EXTRACT TO READ:

Redshirt freshman Chubba Purdy saw his first playing time of 2021 on Saturday, completing 5 of 5 passes for 98 yards and touchdown passes to Camren McDonald and Jordan Young.

“He wasn’t making his mind up early,” Norvell said. “He was truly processing, let the game come to him, and that was a big step. I’m excited he got that opportunity, and what he did with the opportunity. Chubba has a great future in front of him and excited to watch him grow.”

Purdy had an interrupted true freshman season — he injured his collarbone in August and started at NC State before undergoing surgery again in November. Purdy began the spring by practicing with the team but then shifted fully to rehabilitation ahead of preseason camp and the 2021 season.

MATERIAL SHOWN:
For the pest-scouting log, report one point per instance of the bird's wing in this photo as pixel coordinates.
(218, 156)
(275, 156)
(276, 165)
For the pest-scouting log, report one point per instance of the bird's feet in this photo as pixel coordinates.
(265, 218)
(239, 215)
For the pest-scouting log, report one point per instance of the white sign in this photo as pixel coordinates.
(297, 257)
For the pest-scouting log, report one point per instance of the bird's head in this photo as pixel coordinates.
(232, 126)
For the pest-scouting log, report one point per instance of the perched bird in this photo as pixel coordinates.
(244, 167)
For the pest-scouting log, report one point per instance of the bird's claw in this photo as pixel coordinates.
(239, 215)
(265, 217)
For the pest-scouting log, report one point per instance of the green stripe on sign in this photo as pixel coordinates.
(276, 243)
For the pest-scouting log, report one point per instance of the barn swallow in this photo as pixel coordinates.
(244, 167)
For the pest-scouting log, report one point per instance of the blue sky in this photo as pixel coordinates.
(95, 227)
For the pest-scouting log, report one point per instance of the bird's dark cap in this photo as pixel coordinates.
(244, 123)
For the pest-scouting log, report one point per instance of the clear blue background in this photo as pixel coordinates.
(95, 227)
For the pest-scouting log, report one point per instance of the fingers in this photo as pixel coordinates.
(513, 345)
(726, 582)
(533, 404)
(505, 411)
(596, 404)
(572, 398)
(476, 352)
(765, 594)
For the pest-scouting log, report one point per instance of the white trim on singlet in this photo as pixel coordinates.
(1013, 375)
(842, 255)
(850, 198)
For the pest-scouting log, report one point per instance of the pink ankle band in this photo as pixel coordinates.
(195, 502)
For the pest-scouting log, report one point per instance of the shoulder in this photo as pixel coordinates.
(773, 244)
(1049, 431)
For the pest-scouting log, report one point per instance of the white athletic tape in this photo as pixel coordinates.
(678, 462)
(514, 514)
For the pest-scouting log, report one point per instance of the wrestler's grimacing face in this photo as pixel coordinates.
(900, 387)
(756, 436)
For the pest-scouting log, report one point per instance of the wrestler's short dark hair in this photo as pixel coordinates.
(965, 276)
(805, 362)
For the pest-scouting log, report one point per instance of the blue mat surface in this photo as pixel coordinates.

EXERCISES TO COMPLETE:
a: Could you condense the paragraph of the Chubba Purdy passage that begins "Purdy had an interrupted" into a short bulleted list that keeps its main facts?
b: Would you duplicate the stretch of the Chubba Purdy passage from "Redshirt freshman Chubba" through "and Jordan Young."?

RESPONSES BY TASK:
a:
- Purdy's true freshman season was interrupted.
- He injured his collarbone in August.
- He started at NC State, then had surgery again in November.
- In the spring he first practiced with the team, then shifted fully to rehabilitation ahead of preseason camp and the 2021 season.

b:
Redshirt freshman Chubba Purdy saw his first playing time of 2021 on Saturday, completing 5 of 5 passes for 98 yards and touchdown passes to Camren McDonald and Jordan Young.